Given request 1> According to the passage on fixation analysis methods, which subfield is named as a good example of having converged on standard measures?
Given request 2> Continue the passage on fixation analysis methods, picking up right after its final sentence.

Selected passage>
────────────────────

If we go down this route, the field needs to converge on standard measures to minimize researcher degrees of freedom. A good example of a subfield which has done this is reading research, where measures like first fixation time and regressions are now standard (Rayner et al., 1998), and even implemented by commercial eye-tracking manufacturers. But similar standardization is also seen in mouse tracking (Freeman & Ambady, 2010) and pupillometry/listening effort (Winn et al., 2018). We need something similar for the VWP. The onset detection techniques (McMurray et al., 2008b) already offers some standardization across studies. But there should be a standard approach to identifying time windows for area under the curve, or for estimating when two curves separate. And newer approaches like the bootstrapped difference of time series (Seedorff et al., 2018) or permutation-based clustering (Darvas et al., 2004) can offer ways to do AUC with fewer researcher degrees of freedom as they automatically estimate both the difference between the curves, and the time window over which they are significant (though perhaps don’t take the time estimates too seriously!). A corollary to all of this is that in our zest for ever greater statistical precision, we may want to stop encouraging authors to adopt the latest, greatest time-course approach (listen up, Reviewer 2)—a well-justified index may be more appropriate, just as powerful, and unlikely to lead to Type I errors.

However, researchers should also consider a more serious exploration of the sequence of fixations (rather than fixation curves). In addition to their use as dependent variables, such measures could serve as independent variables or covariates in an analysis of fixation curves (Apfelbaum et al., 2022). Does the latency or duration of looking (at the subject level) predict anything about their fixation curves? Or does the likelihood of fixating one thing alter fixations downstream? Again, this needs to be standardized. But we must also consider the sequence of fixations in a task like this as an interesting behavior in its own right, divorced from any psycholinguistic hypotheses we may want to test. Or we may wish to estimate the time course of fixations using nonlinguistic analogue tasks (Farris-Trimble & McMurray, 2013) as a covariate to remove variance from the fixation system.

────────────────────

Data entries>
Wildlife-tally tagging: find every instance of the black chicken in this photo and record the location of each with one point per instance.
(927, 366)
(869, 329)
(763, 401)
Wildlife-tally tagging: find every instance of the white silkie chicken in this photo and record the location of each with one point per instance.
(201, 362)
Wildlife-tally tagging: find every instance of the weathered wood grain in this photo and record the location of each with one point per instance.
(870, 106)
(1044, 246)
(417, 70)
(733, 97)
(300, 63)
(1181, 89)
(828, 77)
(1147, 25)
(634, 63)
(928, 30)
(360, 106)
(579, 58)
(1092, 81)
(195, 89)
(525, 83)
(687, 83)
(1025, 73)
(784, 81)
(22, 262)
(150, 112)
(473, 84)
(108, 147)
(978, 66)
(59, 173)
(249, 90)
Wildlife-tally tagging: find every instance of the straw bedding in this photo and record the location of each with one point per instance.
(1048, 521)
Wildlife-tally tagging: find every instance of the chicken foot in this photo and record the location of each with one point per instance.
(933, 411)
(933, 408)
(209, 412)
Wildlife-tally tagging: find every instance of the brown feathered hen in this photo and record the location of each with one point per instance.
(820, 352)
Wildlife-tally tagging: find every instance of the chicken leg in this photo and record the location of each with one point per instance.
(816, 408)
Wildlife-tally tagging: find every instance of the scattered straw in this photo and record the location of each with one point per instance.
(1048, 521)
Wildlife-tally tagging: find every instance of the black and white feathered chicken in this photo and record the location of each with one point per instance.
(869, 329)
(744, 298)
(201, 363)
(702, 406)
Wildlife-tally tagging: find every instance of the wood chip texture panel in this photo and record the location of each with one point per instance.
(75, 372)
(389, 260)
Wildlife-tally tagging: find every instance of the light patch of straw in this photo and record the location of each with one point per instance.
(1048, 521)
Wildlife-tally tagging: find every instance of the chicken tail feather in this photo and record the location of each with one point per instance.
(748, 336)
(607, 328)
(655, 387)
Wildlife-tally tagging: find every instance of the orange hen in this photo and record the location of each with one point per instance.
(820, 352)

────────────────────

Output 1> Reading research.

Output 2>
Rigor and reproducibility

Perhaps no other issue has animated the behavioral sciences quite like the so-called replication crisis (Bakker et al., 2012; Open Science Collaboration, 2015; Schmidt, 2010). There are many factors that contribute. Outright dishonesty and sloppiness, or the abuse of researcher degrees of freedom are problems, and inexcusable ones. However, lack of replicability may also derive from chasing weak effects with low-powered studies, or unreliable methods. These simulations speak to issues of power and reliability. They suggest that attaining methodological rigor in the VWP requires deeper thinking about power and reliability that is more intricately tied to the contribution of the chunky stochastic nature of the fixation-generating system.

Oberauer and Lewandowsky (2019) offer a compelling theoretical addition to this list, and one that may be most important issue. They argue that a major contributor is that most theories are under-constrained in their ability to make clear predictions about the data. This harkens back to earlier work by (Meehl, 1990; and see Scheel et al., 2021, for a more recent synthesis) calling for the need to understand the entire derivation chain—from latent theoretical construct to observable behavior. Oberauer and Lewandowsky (2019) build on this with a Bayesian analysis that models the likelihood of a prediction given the theory, the likelihood of the data given the prediction, and so forth. They show that if the likelihood of a prediction given a theory has any uncertainty in it, a failure to replicate is depressingly likely, as the uncertainty at this lowest level of the chain cascades through the system.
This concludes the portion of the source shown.